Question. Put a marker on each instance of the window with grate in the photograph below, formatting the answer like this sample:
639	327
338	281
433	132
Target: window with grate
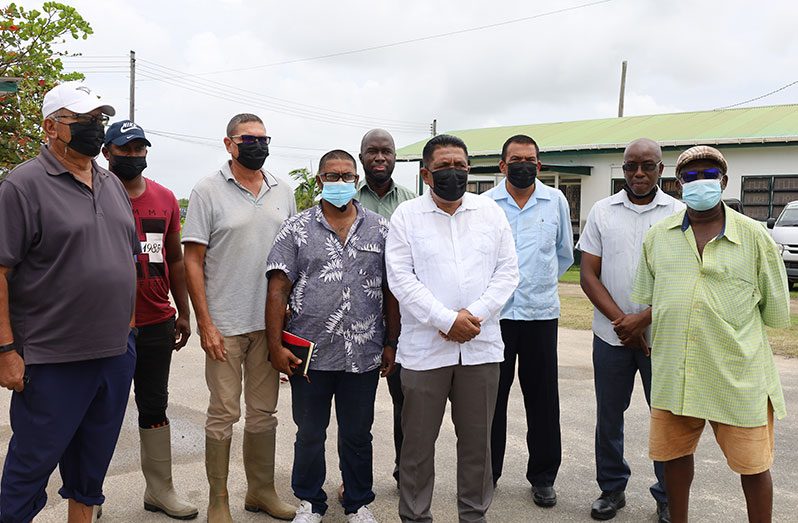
765	196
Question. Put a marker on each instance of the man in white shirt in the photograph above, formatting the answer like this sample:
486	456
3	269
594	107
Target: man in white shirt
611	244
451	264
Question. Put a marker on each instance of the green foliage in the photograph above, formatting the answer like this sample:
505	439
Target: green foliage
27	50
307	190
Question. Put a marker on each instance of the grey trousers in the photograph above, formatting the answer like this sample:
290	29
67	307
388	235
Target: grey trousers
472	390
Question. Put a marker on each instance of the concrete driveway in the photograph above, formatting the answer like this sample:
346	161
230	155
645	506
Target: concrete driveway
716	494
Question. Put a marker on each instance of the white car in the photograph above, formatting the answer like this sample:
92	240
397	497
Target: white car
785	234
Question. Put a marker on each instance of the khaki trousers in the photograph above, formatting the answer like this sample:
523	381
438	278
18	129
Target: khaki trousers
247	361
472	391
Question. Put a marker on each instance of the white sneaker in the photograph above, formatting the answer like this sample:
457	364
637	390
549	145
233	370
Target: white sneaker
305	514
363	515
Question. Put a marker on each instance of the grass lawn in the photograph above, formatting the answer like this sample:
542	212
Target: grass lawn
577	313
571	275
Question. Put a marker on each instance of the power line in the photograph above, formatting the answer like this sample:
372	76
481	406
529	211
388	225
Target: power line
247	99
783	87
408	41
165	76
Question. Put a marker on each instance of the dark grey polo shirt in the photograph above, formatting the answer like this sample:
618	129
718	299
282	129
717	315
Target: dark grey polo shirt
73	279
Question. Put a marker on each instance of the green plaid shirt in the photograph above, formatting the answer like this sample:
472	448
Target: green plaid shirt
710	355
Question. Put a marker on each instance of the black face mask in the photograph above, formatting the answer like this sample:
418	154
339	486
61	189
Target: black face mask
450	184
633	196
86	138
522	174
252	155
127	167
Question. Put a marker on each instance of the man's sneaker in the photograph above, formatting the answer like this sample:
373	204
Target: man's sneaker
305	514
363	515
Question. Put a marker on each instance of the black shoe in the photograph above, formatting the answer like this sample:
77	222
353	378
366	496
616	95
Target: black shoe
663	514
607	505
544	496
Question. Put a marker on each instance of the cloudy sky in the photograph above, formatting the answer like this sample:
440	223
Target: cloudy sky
292	63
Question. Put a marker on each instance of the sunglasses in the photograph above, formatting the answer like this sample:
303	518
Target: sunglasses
334	177
646	167
250	139
713	173
85	119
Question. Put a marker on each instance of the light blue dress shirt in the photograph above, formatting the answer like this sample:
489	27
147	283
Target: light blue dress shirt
544	244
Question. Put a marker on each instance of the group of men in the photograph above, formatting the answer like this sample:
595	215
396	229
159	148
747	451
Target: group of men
441	294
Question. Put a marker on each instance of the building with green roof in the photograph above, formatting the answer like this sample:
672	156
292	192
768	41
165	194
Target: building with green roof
583	158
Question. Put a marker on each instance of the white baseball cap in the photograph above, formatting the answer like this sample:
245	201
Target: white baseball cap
76	97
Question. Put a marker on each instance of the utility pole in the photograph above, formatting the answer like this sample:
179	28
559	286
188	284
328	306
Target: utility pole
132	85
623	89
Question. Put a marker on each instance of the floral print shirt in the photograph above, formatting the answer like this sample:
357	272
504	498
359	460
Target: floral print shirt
337	294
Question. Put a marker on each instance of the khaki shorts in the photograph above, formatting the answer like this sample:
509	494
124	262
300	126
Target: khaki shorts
748	450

━━━━━━

§ **OBJECTIVE**: Copy all of the entries above word for word, but leave out the pictures.

§ **RESULT FOR THIS TASK**:
Question. Put a marker on each instance of the window with grate in the photograph below, formatting the answer like this sample:
639	327
338	281
433	132
Target: window with grate
765	196
Question. Put a marker on each instance of the man in white shirt in the photograph above, formatting the answer like this sample:
486	456
3	269
594	107
Target: man in white shirt
611	244
451	264
Question. Put a marker on each instance of the green foliage in the photograph above, formatting the answer like this sample:
505	439
Target: green foliage
27	50
307	190
Question. Put a marker on each instance of the grey trousers in the photograph above, formatting the answer like this sample:
290	29
67	307
388	235
Target: grey trousers
472	390
Question. Put a marker on each instance of the concrete driveway in the photograph above, formatting the answer like this sample:
346	161
230	155
645	506
Target: concrete driveway
716	494
Question. Put a marker on each instance of the white car in the photograph above, formatting the answer like this sample:
92	240
397	497
Target: white car
785	234
Question. Put a marker on each instance of the khaki trousers in the photograph above, formatting the answer like this sample:
523	381
438	278
18	129
Target: khaki trousers
247	361
472	391
Question. Put a marker on each instance of the white sneaker in the photograph above, formatting the answer like this sample:
457	364
637	390
549	145
233	370
Target: white sneaker
305	514
363	515
Question. Put a marker on each instance of the grass lawn in the photograph above, formatting the answer like this sample:
542	212
Target: grass lawn
577	313
571	275
Question. Put a marker on each instance of the power line in the photograph above, formatting the answer like this sample:
372	76
481	406
529	211
388	225
Target: power line
247	99
783	87
408	41
165	76
Question. Put a marker on each instance of the dark grey polo shirt in the photograph above, formatting the answer like this sample:
618	129
718	299
282	129
717	315
Target: dark grey polo shirt
73	279
Question. Put a marker on each instance of the green plaid shirt in the photograph above, formatting the answer like this sample:
472	448
Target: green plaid shirt
710	355
Question. Put a marker on each instance of the black face mask in the photograph above, formatting the answer like this sample:
418	154
339	486
61	189
Target: black face mask
450	184
633	196
86	138
522	174
252	155
127	167
Question. Put a marker on each instance of the man's sneaker in the photograph above, formatting the answer like this sample:
373	204
Target: man's sneaker
305	514
363	515
Question. Put a marker on each instance of the black shoe in the photograph above, formatting the answer like this sample:
77	222
353	378
366	496
616	95
Target: black shoe
663	514
607	505
544	496
Question. Put a marker on each instance of the cloudy sky in the photograph above, formatting the answer like this sample:
440	223
Target: cloudy sky
292	63
Question. Put a marker on each instance of the sunglasses in the photograph above, formatting the answer like this sample:
303	518
Target: sunglasses
334	177
646	167
250	139
713	173
85	119
Question. Put a marker on each instance of the light blue dress shirt in the photograph above, formatting the answer like this sample:
489	27
147	283
Target: light blue dress shirt
544	244
Question. Put a marker on each instance of the group of men in the photograph above, formatting the answer like this sample:
595	215
396	229
159	148
747	451
Target: group of men
441	294
Question. Put a marker on each instance of the building with green roof in the photograph above, formatting the answer like this sample:
672	156
292	192
768	41
165	194
Target: building with green roof
583	158
Question. Put a marker on each instance of the white baseball cap in the photograph above, formatting the answer like this sample:
245	201
Target: white baseball cap
76	97
Question. Put a marker on each instance of the utility pole in the photograph above, formatting the answer like this sample:
179	28
559	286
188	284
328	306
Target: utility pole
132	85
623	89
Question. Put a marker on each instance of the floral print shirt in the photograph above, formatting the answer like this sample:
357	272
504	498
359	460
Target: floral print shirt
337	294
Question. Put a marker on each instance of the khaki shorts in the photograph above, formatting the answer like this sample:
509	494
124	262
300	126
Target: khaki shorts
748	450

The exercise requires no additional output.